_WHAT TO WORK ON_: Please retype the records below exactly, leaving out any pictures.

_MATERIAL_:

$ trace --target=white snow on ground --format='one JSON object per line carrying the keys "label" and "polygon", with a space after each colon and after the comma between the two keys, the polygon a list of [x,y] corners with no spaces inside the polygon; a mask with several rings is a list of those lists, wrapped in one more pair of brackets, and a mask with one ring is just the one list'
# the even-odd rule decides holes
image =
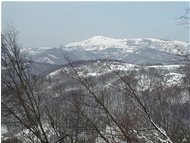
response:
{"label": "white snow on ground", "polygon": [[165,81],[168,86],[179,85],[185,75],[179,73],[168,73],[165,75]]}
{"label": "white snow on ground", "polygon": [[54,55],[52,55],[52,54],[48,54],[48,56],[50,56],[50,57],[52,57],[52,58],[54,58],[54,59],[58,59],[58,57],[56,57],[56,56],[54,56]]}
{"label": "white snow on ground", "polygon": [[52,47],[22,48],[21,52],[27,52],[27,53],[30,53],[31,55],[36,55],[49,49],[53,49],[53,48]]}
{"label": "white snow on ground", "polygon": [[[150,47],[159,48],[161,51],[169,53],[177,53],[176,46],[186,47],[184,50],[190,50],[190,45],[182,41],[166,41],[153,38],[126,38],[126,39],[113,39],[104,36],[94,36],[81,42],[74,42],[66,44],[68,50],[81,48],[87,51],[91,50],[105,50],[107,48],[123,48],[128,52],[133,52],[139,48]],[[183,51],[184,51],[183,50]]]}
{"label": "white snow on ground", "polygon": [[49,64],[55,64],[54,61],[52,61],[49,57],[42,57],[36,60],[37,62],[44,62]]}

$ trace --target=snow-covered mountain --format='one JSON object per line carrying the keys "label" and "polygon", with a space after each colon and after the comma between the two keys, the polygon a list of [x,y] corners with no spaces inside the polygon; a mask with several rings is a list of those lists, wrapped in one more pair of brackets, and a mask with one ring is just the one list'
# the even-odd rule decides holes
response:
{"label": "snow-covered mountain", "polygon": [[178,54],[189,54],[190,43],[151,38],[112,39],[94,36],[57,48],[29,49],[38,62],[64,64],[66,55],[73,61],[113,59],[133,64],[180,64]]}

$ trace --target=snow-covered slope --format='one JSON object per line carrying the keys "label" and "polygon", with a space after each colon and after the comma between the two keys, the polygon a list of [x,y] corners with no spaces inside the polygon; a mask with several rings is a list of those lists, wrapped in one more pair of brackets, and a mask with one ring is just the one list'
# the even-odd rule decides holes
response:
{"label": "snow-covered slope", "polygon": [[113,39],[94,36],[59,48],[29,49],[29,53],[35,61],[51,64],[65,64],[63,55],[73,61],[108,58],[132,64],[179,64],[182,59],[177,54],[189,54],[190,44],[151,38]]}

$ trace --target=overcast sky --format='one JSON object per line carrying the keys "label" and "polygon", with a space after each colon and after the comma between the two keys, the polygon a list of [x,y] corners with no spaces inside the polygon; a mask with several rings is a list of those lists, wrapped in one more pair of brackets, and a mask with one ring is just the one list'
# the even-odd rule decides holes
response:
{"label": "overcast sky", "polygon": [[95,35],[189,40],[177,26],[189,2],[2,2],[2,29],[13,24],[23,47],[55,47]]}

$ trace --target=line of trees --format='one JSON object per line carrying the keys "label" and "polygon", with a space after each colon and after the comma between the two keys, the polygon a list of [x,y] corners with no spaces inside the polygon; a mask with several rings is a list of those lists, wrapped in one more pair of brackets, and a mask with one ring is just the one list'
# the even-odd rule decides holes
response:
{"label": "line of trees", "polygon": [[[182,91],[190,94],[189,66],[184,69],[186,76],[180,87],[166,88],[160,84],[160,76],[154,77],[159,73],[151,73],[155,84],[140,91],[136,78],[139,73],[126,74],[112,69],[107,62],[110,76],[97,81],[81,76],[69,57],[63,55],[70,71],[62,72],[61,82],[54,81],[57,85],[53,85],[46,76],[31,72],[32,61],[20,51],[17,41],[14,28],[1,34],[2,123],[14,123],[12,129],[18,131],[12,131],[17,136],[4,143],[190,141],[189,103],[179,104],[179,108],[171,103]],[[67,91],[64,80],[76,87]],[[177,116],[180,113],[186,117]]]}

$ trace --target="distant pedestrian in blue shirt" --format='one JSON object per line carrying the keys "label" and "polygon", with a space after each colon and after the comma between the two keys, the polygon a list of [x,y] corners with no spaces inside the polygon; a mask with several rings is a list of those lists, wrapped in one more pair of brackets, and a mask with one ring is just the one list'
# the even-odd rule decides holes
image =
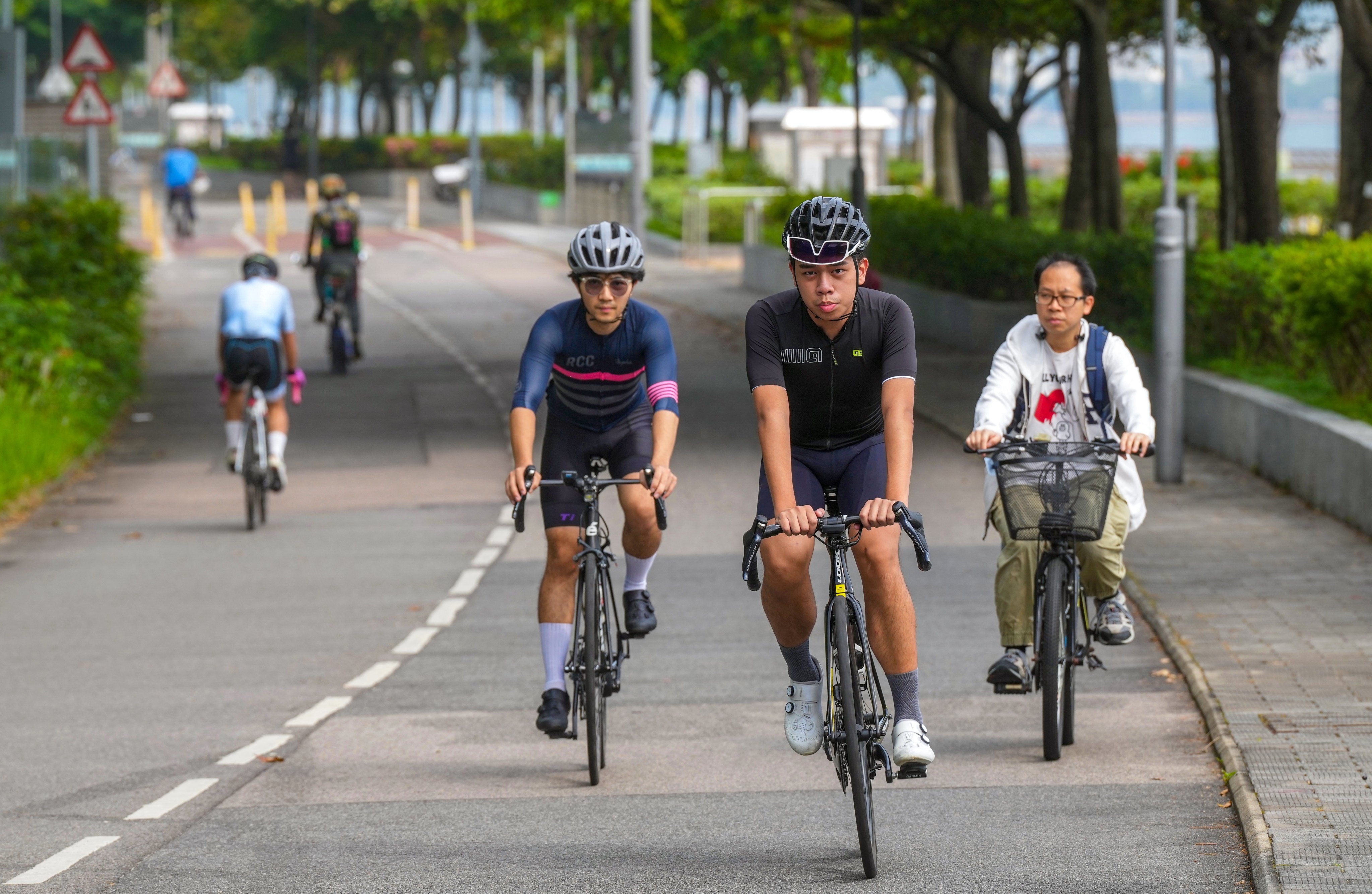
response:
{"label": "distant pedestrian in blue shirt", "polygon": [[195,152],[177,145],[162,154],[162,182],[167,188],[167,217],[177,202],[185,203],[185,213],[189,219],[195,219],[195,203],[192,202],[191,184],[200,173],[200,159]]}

_ANSWER TO THIS TASK_:
$ trace --target=white snow on ground --format='one JSON object per line carrying the keys "label" and "polygon", with a space after each colon and after the comma between the two keys, the polygon a list of [x,y] corners with no spaces inside the polygon; a mask with several rings is a list of those lists, wrapped in one more pair of brackets, and a mask with one ring is just the one list'
# the even-odd rule decides holes
image =
response:
{"label": "white snow on ground", "polygon": [[165,81],[168,86],[179,85],[185,75],[179,73],[168,73],[165,75]]}
{"label": "white snow on ground", "polygon": [[54,55],[52,55],[52,54],[48,54],[48,56],[50,56],[50,57],[52,57],[52,58],[54,58],[54,59],[58,59],[58,57],[56,57],[56,56],[54,56]]}
{"label": "white snow on ground", "polygon": [[52,47],[22,48],[21,52],[27,52],[27,53],[30,53],[31,55],[36,55],[49,49],[53,49],[53,48]]}
{"label": "white snow on ground", "polygon": [[[150,47],[159,48],[161,51],[169,53],[177,53],[176,46],[186,47],[184,50],[190,50],[190,45],[182,41],[166,41],[153,38],[126,38],[126,39],[113,39],[104,36],[94,36],[81,42],[74,42],[66,44],[68,50],[81,48],[87,51],[91,50],[105,50],[107,48],[123,48],[128,52],[133,52],[139,48]],[[183,51],[184,51],[183,50]]]}
{"label": "white snow on ground", "polygon": [[49,64],[55,64],[54,61],[52,61],[49,57],[42,57],[36,60],[37,62],[44,62]]}

$ trace --target=snow-covered mountain --format='one JSON object per line carrying the keys "label" and "polygon", with a space after each colon and after the comma between the two keys, the polygon a list of [x,y] corners with no spaces inside the polygon; a mask with several rings is a list of those lists, wrapped in one more pair of brackets, and a mask with one ring is just the one list'
# the even-odd rule decides holes
response:
{"label": "snow-covered mountain", "polygon": [[178,54],[189,54],[190,43],[151,38],[112,39],[94,36],[57,48],[29,49],[38,62],[64,64],[66,55],[73,61],[113,59],[133,64],[180,64]]}

$ trace --target=snow-covered slope --format='one JSON object per line carrying the keys "label" and "polygon", with a space after each colon and after the comma between the two keys, the polygon a list of [x,y] corners with no spaces inside the polygon; a mask with several rings is a list of those lists, wrapped in one more pair of brackets, and a mask with one ring is just the one list'
# the even-odd rule decides holes
response:
{"label": "snow-covered slope", "polygon": [[113,39],[94,36],[59,48],[29,49],[29,53],[35,61],[51,64],[65,64],[63,55],[73,61],[108,58],[132,64],[179,64],[182,59],[177,54],[189,54],[190,44],[151,38]]}

$ trace --target=overcast sky --format='one JSON object per line carrying the keys "label" and "polygon", with a space after each colon and after the comma between the two keys, the polygon a list of [x,y] corners with no spaces inside the polygon; a mask with several rings is a list of those lists, wrapped in one more pair of brackets, and a mask with one ring is just the one list'
# the even-odd rule decides holes
response:
{"label": "overcast sky", "polygon": [[95,35],[189,40],[177,26],[189,2],[2,2],[2,29],[13,24],[23,47],[55,47]]}

$ trace --target=line of trees --format='one JSON object per line carrying the keys "label" and "polygon", with a space after each colon and after the comma between the two keys, the polygon a list of [x,y] corners with no spaces inside the polygon; a mask with several rings is a list of those lists, wrapped in one more pair of brackets, and a mask with one ring is just the one list'
# the even-odd rule decides holes
response:
{"label": "line of trees", "polygon": [[[182,91],[190,94],[189,66],[184,69],[186,76],[180,87],[166,88],[160,84],[160,76],[154,77],[159,73],[151,73],[155,84],[140,91],[136,78],[139,73],[126,74],[112,69],[107,62],[110,76],[97,81],[81,76],[69,57],[63,55],[70,71],[62,72],[61,82],[54,81],[57,85],[53,85],[46,76],[31,72],[32,61],[20,51],[17,41],[14,28],[1,34],[2,123],[14,123],[12,129],[18,131],[12,131],[17,136],[4,143],[190,141],[189,103],[179,104],[179,108],[171,103]],[[67,91],[64,80],[76,87]],[[177,116],[180,113],[186,117]]]}

$ trace --target="distant pedestrian in blue shirt" --format='one JSON object per line carrying the keys "label" and "polygon", with a space after each colon and after the comma between the two keys, the polygon a list of [x,y] corners with no spaces inside the polygon; a mask with several rings is a list of those lists, wrapped in one more pair of brackets, and a mask with one ring is just the one list'
# the even-odd rule decides holes
image =
response:
{"label": "distant pedestrian in blue shirt", "polygon": [[195,152],[177,145],[162,154],[162,182],[167,188],[167,217],[177,202],[185,203],[185,213],[189,219],[195,219],[195,203],[192,202],[191,184],[200,173],[200,159]]}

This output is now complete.